● Document extract
*** Begin section ***
Anyway, all we hear about smoking nowadays is the potential danger, which builds the impression that danger is all there is. But tobacco is a natural antidepressant, improves memory and concentration, has a strong protective effect against Alzheimer’s, Parkinson’s, and several other diseases, helps in controlling weight, and, for God’s sake, it gives pleasure. Why is it so hard to get across the point that pleasure is essential to human life, and that pleasure is healthier than fear?

But, you say,120,000 deaths per year are caused by ‘smoking-related diseases’. Here we go again: firstly, it’s only an ‘estimate’; and secondly, a ‘smoking-related disease’ is not a disease proven to be caused by smoking. They’ve just added up all the deaths from any disease in which someone thinks smoking may be a factor. Thus the total includes thousands of nonsmokers who die from, say, bronchitis or strokes. It also includes people who quit smoking 20 years before, and smokers who die of heart attacks in their 80s. It’s not exactly a lie. But it sure as hell is misleading, and deliberately so, and it’s these people, not you, the smoker, who should be ashamed of themselves.

Are you getting the picture yet? If so, what are you going to do about it?

I have a few suggestions.

– Get educated. Smokers need to know the true facts; the more we know, the better we can fight back. For a more detailed exploration of the issues, you could start with my own essay Smoke, Lies and the Nanny State (downloadable from www.joejackson.com) or if not the essay, then the long list of websites, books and articles which comes at the end. Check out www.forestonline.org and www.forces.org, two long-established campaigning groups who have, among other things, the full downloadable details of every ‘secondhand smoke’ study ever done. Other good places to go are www.antibrains.com and www.smokersclubinc.com.
*** End section ***
● Material supplied
*** Begin section ***
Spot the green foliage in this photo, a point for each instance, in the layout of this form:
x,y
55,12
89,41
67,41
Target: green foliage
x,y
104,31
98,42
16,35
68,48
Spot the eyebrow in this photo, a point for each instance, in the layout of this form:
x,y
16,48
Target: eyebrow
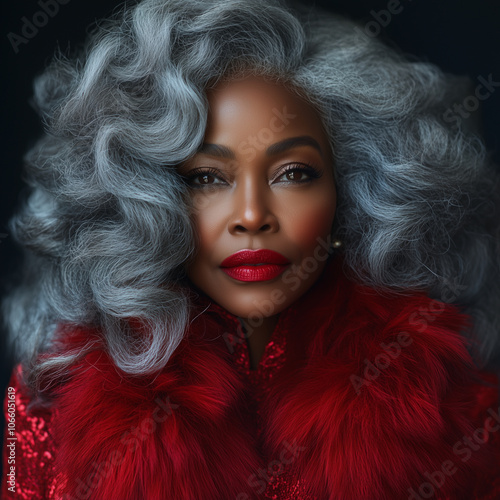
x,y
274,149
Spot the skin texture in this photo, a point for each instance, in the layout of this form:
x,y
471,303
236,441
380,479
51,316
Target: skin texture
x,y
248,197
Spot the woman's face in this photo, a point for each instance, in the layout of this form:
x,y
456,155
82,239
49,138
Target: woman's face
x,y
263,180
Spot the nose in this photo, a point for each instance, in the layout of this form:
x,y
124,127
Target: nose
x,y
252,212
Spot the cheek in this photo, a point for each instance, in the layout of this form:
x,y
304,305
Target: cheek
x,y
209,222
314,220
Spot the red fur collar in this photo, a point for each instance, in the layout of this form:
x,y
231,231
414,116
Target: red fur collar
x,y
376,396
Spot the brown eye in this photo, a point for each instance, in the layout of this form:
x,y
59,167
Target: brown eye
x,y
295,175
298,174
205,179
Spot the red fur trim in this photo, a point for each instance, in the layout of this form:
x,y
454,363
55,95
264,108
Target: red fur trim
x,y
171,437
370,432
353,434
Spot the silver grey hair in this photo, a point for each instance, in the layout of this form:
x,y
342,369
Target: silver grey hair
x,y
106,226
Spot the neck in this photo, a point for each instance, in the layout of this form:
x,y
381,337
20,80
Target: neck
x,y
258,337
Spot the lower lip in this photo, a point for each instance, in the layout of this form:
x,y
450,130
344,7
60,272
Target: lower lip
x,y
263,272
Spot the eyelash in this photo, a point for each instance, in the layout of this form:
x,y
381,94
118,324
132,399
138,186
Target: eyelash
x,y
306,168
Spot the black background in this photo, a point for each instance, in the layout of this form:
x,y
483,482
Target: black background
x,y
462,37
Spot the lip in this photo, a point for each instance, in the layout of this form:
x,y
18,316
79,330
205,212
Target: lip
x,y
254,265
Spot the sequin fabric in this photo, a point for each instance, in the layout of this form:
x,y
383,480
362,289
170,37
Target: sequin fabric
x,y
33,448
278,481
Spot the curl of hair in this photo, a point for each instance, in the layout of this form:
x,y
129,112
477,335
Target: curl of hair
x,y
106,226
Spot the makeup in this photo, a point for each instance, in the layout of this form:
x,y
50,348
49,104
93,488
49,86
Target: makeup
x,y
255,265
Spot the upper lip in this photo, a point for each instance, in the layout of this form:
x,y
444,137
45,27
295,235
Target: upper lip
x,y
262,256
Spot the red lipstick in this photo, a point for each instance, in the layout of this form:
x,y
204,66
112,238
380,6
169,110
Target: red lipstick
x,y
254,265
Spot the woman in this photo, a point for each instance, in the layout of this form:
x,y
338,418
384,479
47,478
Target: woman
x,y
260,264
*** End section ***
● Work instruction 1
According to the smoking passage, how many deaths per year are said to be caused by "smoking-related diseases"?
● Work instruction 2
List every website address named in the smoking passage.
● Work instruction 3
Rewrite the smoking passage from "But, you say,120,000" up to and including "ashamed of themselves.", with "bronchitis" replaced by "pneumonia".
The material above comes from a different source than the smoking passage.

● Problem solution 1
120,000

● Problem solution 2
www.joejackson.com
www.forestonline.org
www.forces.org
www.antibrains.com
www.smokersclubinc.com

● Problem solution 3
But, you say,120,000 deaths per year are caused by ‘smoking-related diseases’. Here we go again: firstly, it’s only an ‘estimate’; and secondly, a ‘smoking-related disease’ is not a disease proven to be caused by smoking. They’ve just added up all the deaths from any disease in which someone thinks smoking may be a factor. Thus the total includes thousands of nonsmokers who die from, say, pneumonia or strokes. It also includes people who quit smoking 20 years before, and smokers who die of heart attacks in their 80s. It’s not exactly a lie. But it sure as hell is misleading, and deliberately so, and it’s these people, not you, the smoker, who should be ashamed of themselves.